[Part of a data file]

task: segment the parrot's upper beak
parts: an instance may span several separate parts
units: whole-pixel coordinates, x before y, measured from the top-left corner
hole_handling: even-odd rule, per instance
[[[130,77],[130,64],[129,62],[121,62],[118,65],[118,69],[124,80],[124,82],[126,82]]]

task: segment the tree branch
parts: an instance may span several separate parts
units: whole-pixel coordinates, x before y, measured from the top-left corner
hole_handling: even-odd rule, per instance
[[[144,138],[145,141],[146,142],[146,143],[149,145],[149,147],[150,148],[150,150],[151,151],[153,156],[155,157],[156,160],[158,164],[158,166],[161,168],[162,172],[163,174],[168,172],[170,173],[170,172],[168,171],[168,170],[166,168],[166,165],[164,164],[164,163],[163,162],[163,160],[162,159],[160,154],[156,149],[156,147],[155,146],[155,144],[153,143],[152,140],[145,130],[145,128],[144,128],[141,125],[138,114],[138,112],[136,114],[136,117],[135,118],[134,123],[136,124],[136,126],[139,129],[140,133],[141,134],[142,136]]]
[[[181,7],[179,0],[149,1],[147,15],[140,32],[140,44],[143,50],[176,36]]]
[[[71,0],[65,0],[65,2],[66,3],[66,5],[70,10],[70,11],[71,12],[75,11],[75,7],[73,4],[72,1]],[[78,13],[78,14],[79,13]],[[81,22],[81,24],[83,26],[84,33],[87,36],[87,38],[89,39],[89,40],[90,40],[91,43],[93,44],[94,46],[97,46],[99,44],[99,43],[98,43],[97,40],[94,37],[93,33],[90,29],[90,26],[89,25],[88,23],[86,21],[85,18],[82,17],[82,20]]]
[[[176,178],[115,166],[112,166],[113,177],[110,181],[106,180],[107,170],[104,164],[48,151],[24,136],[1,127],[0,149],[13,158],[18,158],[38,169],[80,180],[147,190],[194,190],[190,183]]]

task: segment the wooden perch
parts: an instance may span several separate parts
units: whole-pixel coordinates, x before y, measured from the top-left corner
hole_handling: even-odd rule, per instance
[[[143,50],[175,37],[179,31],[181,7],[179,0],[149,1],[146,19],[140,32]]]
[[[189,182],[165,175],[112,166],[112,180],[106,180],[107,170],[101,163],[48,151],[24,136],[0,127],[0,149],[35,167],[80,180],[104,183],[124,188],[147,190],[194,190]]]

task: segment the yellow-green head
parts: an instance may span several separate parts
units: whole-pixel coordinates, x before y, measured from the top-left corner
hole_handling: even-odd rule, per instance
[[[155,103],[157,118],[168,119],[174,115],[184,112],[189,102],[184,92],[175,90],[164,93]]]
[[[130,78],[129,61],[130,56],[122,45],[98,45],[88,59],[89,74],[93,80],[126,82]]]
==
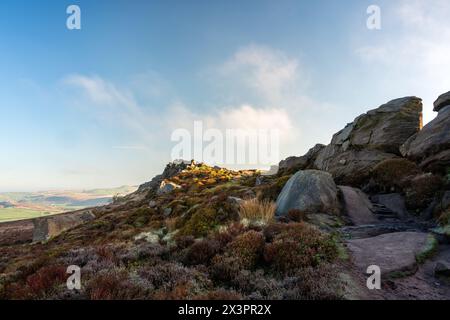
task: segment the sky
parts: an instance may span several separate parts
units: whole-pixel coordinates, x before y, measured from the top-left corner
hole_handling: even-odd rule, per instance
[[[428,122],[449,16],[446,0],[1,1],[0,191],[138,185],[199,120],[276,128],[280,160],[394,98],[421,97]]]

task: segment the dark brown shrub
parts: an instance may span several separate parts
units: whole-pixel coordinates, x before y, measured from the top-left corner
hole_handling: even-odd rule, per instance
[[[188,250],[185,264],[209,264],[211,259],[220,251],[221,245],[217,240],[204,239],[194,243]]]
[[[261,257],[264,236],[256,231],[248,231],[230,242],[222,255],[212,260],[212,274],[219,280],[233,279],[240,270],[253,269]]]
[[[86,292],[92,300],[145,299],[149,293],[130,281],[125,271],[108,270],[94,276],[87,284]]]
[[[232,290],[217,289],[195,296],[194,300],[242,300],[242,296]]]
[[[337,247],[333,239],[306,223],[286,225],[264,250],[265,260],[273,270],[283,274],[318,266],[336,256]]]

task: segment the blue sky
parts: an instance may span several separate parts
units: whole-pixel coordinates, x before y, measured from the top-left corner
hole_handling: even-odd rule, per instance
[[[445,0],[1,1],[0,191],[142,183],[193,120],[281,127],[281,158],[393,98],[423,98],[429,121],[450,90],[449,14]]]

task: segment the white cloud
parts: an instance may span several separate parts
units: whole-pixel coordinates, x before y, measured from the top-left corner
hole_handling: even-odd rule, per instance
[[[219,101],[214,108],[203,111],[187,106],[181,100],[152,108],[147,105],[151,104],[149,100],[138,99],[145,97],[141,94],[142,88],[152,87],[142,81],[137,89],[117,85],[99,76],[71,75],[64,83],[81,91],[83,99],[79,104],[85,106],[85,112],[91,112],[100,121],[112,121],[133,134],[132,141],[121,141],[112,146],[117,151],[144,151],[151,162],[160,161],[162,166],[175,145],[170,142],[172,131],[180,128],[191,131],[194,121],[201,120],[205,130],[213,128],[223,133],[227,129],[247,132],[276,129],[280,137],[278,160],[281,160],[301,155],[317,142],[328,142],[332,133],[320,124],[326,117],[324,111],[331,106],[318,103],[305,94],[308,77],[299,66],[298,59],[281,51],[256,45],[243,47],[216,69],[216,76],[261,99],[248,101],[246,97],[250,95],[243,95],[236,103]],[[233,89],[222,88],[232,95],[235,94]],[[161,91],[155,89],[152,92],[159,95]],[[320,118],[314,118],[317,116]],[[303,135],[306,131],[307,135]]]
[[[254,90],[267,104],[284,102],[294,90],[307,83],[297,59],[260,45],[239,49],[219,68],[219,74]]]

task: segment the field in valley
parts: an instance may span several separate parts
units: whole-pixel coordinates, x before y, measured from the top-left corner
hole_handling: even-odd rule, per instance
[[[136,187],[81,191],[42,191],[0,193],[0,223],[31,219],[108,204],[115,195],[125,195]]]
==
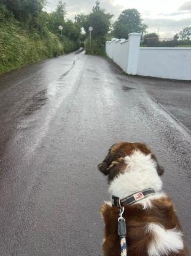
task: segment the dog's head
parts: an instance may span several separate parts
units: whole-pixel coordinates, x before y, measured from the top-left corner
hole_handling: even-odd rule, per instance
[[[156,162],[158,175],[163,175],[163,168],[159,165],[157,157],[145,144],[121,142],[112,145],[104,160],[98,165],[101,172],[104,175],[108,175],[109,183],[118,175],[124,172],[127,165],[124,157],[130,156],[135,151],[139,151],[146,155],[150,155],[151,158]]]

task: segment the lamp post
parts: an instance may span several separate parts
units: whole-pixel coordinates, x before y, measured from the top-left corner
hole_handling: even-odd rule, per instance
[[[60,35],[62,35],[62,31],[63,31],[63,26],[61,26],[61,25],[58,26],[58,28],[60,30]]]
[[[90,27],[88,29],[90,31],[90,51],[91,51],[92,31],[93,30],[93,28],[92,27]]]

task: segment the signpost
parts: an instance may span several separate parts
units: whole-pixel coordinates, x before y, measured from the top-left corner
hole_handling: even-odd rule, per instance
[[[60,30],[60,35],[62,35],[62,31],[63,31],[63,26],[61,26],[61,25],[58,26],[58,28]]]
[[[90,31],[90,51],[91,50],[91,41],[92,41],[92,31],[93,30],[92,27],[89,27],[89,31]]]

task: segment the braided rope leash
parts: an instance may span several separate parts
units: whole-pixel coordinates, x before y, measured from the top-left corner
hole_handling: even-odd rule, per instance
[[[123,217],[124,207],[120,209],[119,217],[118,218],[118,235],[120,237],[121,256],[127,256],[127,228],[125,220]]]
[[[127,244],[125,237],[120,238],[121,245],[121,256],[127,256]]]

Task. How many lines in the rows above contain the string "head", matching case exactly? Reply with the number only.

Exercise output. 2